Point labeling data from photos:
= = =
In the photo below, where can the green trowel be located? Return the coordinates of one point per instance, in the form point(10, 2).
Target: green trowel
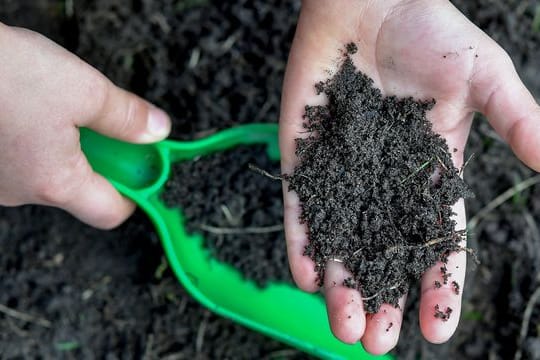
point(280, 310)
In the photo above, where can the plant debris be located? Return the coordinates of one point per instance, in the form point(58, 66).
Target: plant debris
point(235, 209)
point(443, 315)
point(367, 185)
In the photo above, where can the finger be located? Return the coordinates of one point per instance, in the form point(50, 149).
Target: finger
point(302, 267)
point(298, 90)
point(125, 116)
point(498, 92)
point(383, 328)
point(89, 197)
point(440, 303)
point(344, 305)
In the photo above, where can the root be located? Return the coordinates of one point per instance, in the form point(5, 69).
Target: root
point(235, 231)
point(501, 199)
point(25, 317)
point(262, 172)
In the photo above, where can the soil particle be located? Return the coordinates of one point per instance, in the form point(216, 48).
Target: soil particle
point(445, 274)
point(237, 210)
point(455, 286)
point(365, 181)
point(351, 48)
point(443, 315)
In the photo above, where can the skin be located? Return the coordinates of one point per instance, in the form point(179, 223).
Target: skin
point(46, 94)
point(425, 49)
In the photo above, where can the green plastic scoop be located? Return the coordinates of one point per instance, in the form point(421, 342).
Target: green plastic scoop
= = =
Instructions for the task: Rewrite every item above, replacing each "photo" with "image" and leaving everything else unchanged. Leave the pictures out of your answer.

Response for this exercise:
In the image below, where can the green trowel be located? Return the coordinates of one point per instance, in the form point(10, 2).
Target: green trowel
point(280, 310)
In the image above, where can the plant debris be located? Return the coordinates of one point per instance, in the form point(58, 66).
Target: plant debris
point(235, 209)
point(443, 315)
point(367, 185)
In the image above, where can the finger be located? Return the coordinates of one point per instance, in the form point(50, 149).
Target: finger
point(302, 267)
point(298, 90)
point(125, 116)
point(498, 92)
point(383, 328)
point(89, 197)
point(440, 303)
point(344, 305)
In the image above, where can the root be located? Return the coordinates of one point per instance, in the form point(5, 69).
Target: root
point(235, 231)
point(501, 199)
point(25, 317)
point(262, 172)
In the image above, where can the soil particle be located? Return the coordinates of one point per instance, in the form point(216, 48).
Target: soil particle
point(445, 274)
point(237, 210)
point(455, 286)
point(365, 181)
point(351, 48)
point(443, 315)
In the image above, where can the skin be located? Return the coordinates of one point per instance, in the form point(179, 223).
Target: skin
point(46, 94)
point(425, 49)
In the image above, where can the green plastic scoop be located? Return the coordinates of one point per instance, in the form point(421, 342).
Target: green plastic scoop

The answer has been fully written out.